DOCUMENT EXCERPT:

----

I noticed some of the rhizomes had started shooting tiny, new roots when I received them last September, so I basically just potted them up and kept them at room temperature for a couple of months. I checked a couple of pots before throwing them outside in the benches in late November, and the roots had grown from a millimeter to a centimeter or so in lenght. T. catesbaei had some living roots when I got them, and the large majority have sprouted this spring, some with flower buds. T. recurvatum had no roots at all, but have also produced some sad looking plants.
Title: Re: Trillium 2010
Post by: Rodger Whitlock on May 21, 2010, 11:02:25 PM
Since 'Snowbunting' is clearly a clonal cultivar (as opposed to a seed strain), all plants derived from the original plant by vegetative propagation qualify for the name even if they predate the assignment of that cultivar name. If someone can demonstrate that 'Flore Pleno' was given  to that clone before 'Snow Bunting' was, then 'Flore Pleno' wins by virtue of priority  but with enough wrinkles lying in wait to drive us all mad.

Wrinkle the first: If first published after a certain date, Latinate cultivar names ('Albiflora', 'Flore Pleno', Pallida', etc) are invalid.

Wrinkle the second: Valid publication of a cultivar name is much simpler than valid publication of a botanical name. The appearance of a cultivar name in a dated nursery catalog with a description suffices. These two cultivar names could have first appeared in very obscure catalogs. And since nursery catalogs are very much ephemera, unlike academic journals, few libraries have anything approaching comprehensive collections.The RHS has a sizable collection, as does the Bailey Hortorium at Cornell University in New York state.

Wrinkle the third: There is the question whether 'Flore Pleno' in its original use refers to the same clone as 'Snowbunting'. It's known that more than one double form of T. grandiflorum has been found over the years, vide Fred Case's book "Trilliums" in which two quite different doubles are illustrated side by side. Incidentally, Case says that the most common double form of T. grandiflorum is known informally as "Smith's double". He is, however, confused in his discussion whether 'Flore Pleno' is or is not a valid cultivar name.

The RHS Plantfinder lists both Trillium grandiflorum f. polymerum 'Flore Pleno'  and Trillium grandiflorum f. polymerum 'Snowbunting'. Given that the Plantfinder takes considerable care about nomenclature, this suggests that somebody somewhere concluded that there are two (or more?) double-flowerd clones of T. grandiflorum. This does not mean that two clones haven't become confused in commerce.

It's a tangle wrapped in confusion and surrounded by bewilderment, but there may very well be information published on this issue already, perhaps in the RHS Journal, the Plantsman, or the AGS or SRGC or NARGS journals. Or perhaps someone can dredge through archives of the Trillium-L mailing list. Truthfully, without definite references to published literature we're all whistling in the dark. Is there anyone amongst us with librarianistic tendencies willing and able to dig around and see what turns up??? Or perhaps able and willing to pose these questions to the nice people who prepare the Plantfinder?

----

DATASET EXTRACT:

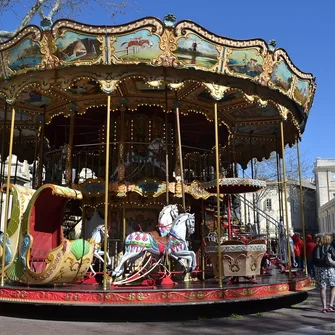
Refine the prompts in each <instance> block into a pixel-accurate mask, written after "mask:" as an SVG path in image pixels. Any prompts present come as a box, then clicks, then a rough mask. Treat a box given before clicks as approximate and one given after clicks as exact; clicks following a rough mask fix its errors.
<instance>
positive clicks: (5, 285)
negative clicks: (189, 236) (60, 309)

----

WHAT YOU WILL DO: Name each publication that the Trillium post suggests might already hold information on the naming question.

RESPONSE:
- RHS Journal
- the Plantsman
- the AGS journal
- the SRGC journal
- the NARGS journal